> [Records shown]
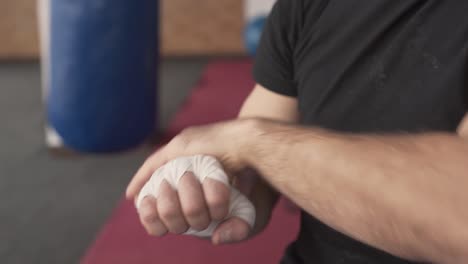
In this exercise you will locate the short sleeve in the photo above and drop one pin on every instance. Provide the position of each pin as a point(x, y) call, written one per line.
point(274, 67)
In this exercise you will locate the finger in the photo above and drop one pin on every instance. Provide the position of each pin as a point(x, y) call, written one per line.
point(217, 198)
point(169, 209)
point(143, 174)
point(232, 230)
point(193, 202)
point(149, 217)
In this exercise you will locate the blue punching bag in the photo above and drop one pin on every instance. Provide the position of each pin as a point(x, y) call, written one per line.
point(103, 72)
point(253, 33)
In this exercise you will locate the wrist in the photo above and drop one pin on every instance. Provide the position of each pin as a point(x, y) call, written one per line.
point(251, 139)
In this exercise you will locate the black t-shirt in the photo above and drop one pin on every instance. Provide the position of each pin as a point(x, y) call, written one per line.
point(365, 66)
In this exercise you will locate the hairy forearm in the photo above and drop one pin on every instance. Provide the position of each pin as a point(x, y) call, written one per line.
point(405, 194)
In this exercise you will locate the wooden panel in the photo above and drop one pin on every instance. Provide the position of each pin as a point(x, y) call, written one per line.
point(202, 27)
point(18, 29)
point(188, 27)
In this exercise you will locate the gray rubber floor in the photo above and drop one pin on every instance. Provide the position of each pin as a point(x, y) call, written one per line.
point(51, 207)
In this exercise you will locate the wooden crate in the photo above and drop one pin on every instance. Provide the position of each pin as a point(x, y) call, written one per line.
point(188, 27)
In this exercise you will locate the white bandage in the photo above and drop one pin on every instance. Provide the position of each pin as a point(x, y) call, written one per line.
point(202, 167)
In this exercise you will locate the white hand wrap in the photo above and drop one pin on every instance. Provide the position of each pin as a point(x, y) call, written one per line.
point(202, 167)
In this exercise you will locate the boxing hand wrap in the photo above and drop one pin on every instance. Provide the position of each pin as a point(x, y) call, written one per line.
point(202, 167)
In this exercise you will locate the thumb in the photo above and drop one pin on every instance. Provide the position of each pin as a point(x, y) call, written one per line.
point(231, 230)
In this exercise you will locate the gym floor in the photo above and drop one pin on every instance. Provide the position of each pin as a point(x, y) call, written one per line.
point(52, 206)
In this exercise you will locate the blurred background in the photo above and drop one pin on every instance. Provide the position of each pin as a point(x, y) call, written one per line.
point(88, 89)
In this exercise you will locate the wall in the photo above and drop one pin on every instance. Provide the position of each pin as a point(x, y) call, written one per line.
point(188, 27)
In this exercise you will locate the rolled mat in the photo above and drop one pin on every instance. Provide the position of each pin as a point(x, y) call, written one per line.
point(217, 96)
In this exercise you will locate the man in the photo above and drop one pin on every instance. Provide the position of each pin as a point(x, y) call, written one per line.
point(379, 88)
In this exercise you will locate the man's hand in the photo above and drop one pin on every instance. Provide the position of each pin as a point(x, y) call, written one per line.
point(195, 205)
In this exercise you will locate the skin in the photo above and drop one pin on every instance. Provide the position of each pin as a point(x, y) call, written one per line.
point(196, 205)
point(403, 193)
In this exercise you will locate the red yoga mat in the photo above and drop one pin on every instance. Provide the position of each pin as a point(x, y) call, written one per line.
point(217, 96)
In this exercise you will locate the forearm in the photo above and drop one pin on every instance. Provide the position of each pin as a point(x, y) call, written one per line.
point(262, 103)
point(402, 193)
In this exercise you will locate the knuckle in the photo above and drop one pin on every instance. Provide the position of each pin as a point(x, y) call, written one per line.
point(179, 229)
point(156, 231)
point(149, 217)
point(195, 212)
point(217, 203)
point(169, 214)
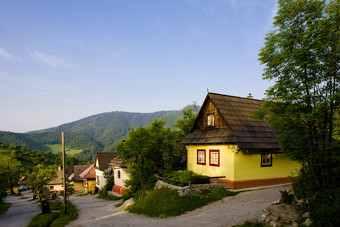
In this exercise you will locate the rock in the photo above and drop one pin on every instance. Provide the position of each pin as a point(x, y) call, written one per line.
point(261, 217)
point(295, 224)
point(307, 222)
point(273, 223)
point(276, 202)
point(127, 203)
point(306, 215)
point(300, 202)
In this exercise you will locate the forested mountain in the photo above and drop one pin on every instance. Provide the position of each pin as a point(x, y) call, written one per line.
point(101, 132)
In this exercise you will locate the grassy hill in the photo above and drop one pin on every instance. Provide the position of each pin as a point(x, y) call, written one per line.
point(101, 132)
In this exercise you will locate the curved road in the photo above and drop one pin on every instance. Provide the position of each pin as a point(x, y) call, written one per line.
point(21, 212)
point(226, 212)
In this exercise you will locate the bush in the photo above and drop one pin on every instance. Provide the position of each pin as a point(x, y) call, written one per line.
point(166, 202)
point(323, 205)
point(287, 197)
point(185, 175)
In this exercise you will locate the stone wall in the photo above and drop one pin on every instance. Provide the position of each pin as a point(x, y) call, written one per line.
point(184, 191)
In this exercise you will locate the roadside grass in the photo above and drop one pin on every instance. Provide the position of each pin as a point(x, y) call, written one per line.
point(57, 148)
point(4, 207)
point(165, 202)
point(55, 219)
point(250, 224)
point(108, 197)
point(83, 194)
point(24, 197)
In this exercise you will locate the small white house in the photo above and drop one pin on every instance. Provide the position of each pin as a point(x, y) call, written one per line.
point(102, 163)
point(120, 176)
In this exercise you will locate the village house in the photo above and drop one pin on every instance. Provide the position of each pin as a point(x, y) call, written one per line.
point(89, 179)
point(73, 176)
point(101, 164)
point(120, 175)
point(56, 185)
point(226, 141)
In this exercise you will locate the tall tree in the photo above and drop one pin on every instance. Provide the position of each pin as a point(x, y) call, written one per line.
point(302, 56)
point(10, 171)
point(40, 176)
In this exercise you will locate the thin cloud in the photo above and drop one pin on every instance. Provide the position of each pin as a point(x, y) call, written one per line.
point(6, 55)
point(269, 25)
point(52, 60)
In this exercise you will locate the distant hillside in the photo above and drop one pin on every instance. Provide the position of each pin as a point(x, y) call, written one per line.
point(101, 132)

> [Direction] Please retype all of the entries above without changing a word, and leave the pictures out of your copy.

> [Final result]
In this exercise you will locate the short sleeve in the photo above and drop one pin on every instance. Provide the position of each pin as a point(x, y) call, written one per line.
point(274, 67)
In this exercise you will locate the finger in the photo above and drop one pin on every instance. Provide the position of each pin as a point(x, y) call, written one per line.
point(217, 198)
point(169, 209)
point(143, 174)
point(232, 230)
point(193, 202)
point(149, 217)
In this exercise you will locate the blue punching bag in the photo above and drop one pin on every instance. Provide the position of each pin as a point(x, y) call, written one per line.
point(103, 72)
point(253, 33)
In this exercise you will locate the wrist in the photo above and drop one pin on every instance. Provide the position of each pin as a point(x, y) call, written one per line.
point(251, 139)
In this exercise you will locate the black t-shirt in the photo above and drop one pin on every instance. Provide the position of each pin as a point(x, y) call, written one per line.
point(365, 66)
In this exercise you will locate the hairy forearm in the photo above and drop one pin on every instance. Provide the position of each pin as a point(x, y) call, written one per line.
point(405, 194)
In this exercise you will locate the wooden panel in the photo above and drop one pin on every instance. Provide the position of each pin as a point(x, y) call, written one per line.
point(202, 27)
point(18, 29)
point(188, 27)
In this exercise you will locate the gray rubber floor in the photo above and drop one pin on every instance. Provide the position of each pin as a point(x, y) call, written one per line.
point(51, 207)
In this exercise you will locate the wooden crate in the photo above and drop one pin on every instance. Provide the position of each pin as a point(x, y) call, written one per line.
point(188, 27)
In this exercise you will locate the white bandage in the photo above and drop one pin on every instance. Provide the position of each pin as a point(x, y) call, written one per line.
point(202, 167)
In this exercise you will locate the white hand wrap in the photo above and drop one pin on every instance. Provide the position of each pin as a point(x, y) call, written one per line.
point(202, 167)
In this exercise you will locate the boxing hand wrap in the photo above and drop one pin on every instance. Provide the position of each pin as a point(x, y) call, written one per line.
point(202, 167)
In this exercise you will locate the thumb in the photo above and drop one pin on every instance. Provide the position of each pin as a point(x, y) call, written one per line.
point(231, 230)
In this exercise you will locate the gym floor in the photo above and drop one pin on every instance. Provide the position of each pin as a point(x, y) call, written one per line.
point(52, 206)
In this exercise you will locate the blurred background in the photo above and drop one pin on every instance. Provide the position of each pin as a point(x, y) call, written one per line.
point(88, 89)
In this exercise you will locate the wall in the photo above and drop one pin on every instance. Provide the position of each pin as a point(x, y) call, written one per line.
point(188, 27)
In this exercise you will locate the rolled mat in the photo above and drop one pin on every instance. Provide the position of each pin as a point(x, y) call, written one per line.
point(217, 96)
In this exercise you will locate the man in the photo above and drop one pin on every instance. Provide the position of each pin as a point(x, y) call, written one per line.
point(379, 88)
In this exercise you will locate the man's hand in the photo above and drop one pin on every instance. Provide the position of each pin as a point(x, y) call, written one per line.
point(195, 205)
In this exercise you will locate the skin in the photo above and drop one pin on every instance. Provide the position of each pin as a point(x, y) call, written one per line.
point(196, 205)
point(403, 193)
In this exercise you will locate the red yoga mat in the photo above and drop one pin on every instance. Provide the position of each pin as a point(x, y) call, written one per line.
point(217, 96)
In this exercise you will locate the forearm in the photo above and drop one pin on every instance. Provide the position of each pin as a point(x, y) call, written one per line.
point(262, 103)
point(402, 193)
In this exercise you will locate the knuckle in the photo above and drop one pin on every instance. Provide the position of each pin as a point(x, y) call, written one per line.
point(179, 229)
point(156, 231)
point(149, 217)
point(195, 212)
point(217, 203)
point(169, 214)
In this exercise you will locate the rock in the photo above and drop one pin on every instance. Provide the position of each pin as a point(x, y) call, written one per line.
point(261, 217)
point(295, 224)
point(307, 222)
point(273, 223)
point(276, 202)
point(127, 203)
point(306, 215)
point(300, 202)
In this exercise you will locate the forested mountain in the photo above and drop one pin on every instance. Provide the position of each pin as a point(x, y) call, written one per line.
point(101, 132)
In this exercise you will locate the grassy hill in the photo above and drop one pin on every instance. Provide the position of each pin as a point(x, y) call, written one per line.
point(101, 132)
In this exercise you will locate the curved road in the photo above and drop one pin on every instance. Provide the position of each pin as a point(x, y) call, written one per line.
point(21, 212)
point(226, 212)
In this exercise you will locate the bush in the photo above and drop one pin on every instance. Provide the position of each pin as a point(x, y) call, written one per line.
point(166, 202)
point(323, 205)
point(287, 197)
point(185, 175)
In this exercise you will locate the stone wall in the photo above and drop one pin on every instance. Provide the position of each pin as a point(x, y) call, written one per line.
point(184, 191)
In this exercise you will locate the roadside grass in the photo above and drop one pin on every instance. Provide the position of each pin as a point(x, y) call, written one per line.
point(57, 148)
point(4, 207)
point(165, 202)
point(55, 219)
point(250, 224)
point(108, 197)
point(83, 194)
point(24, 197)
In this exercise you will locate the small white house in the photo above and drop one pin on every instance. Provide the position of each pin as a point(x, y) call, written one per line.
point(102, 163)
point(120, 176)
In this exercise you will locate the village house in the photo above and drop one pin on every instance. Provide the position of each pin as a point(x, y) call, written one per line.
point(89, 179)
point(73, 176)
point(101, 164)
point(120, 175)
point(56, 185)
point(226, 141)
In this exercise you will locate the tall tree in the photo above and drop one pin on every instance. Provide the position of each pin as a point(x, y) call, written one per line.
point(302, 56)
point(10, 171)
point(40, 176)
In this exercise you will locate the thin cloud in the photo above and drop one pin on every instance. Provide the position of each pin as a point(x, y) call, written one per line.
point(6, 55)
point(269, 25)
point(52, 60)
In this exercise you will locate the distant hillside in the photo above and drop one pin on every instance. Provide the position of each pin as a point(x, y) call, written one per line.
point(101, 132)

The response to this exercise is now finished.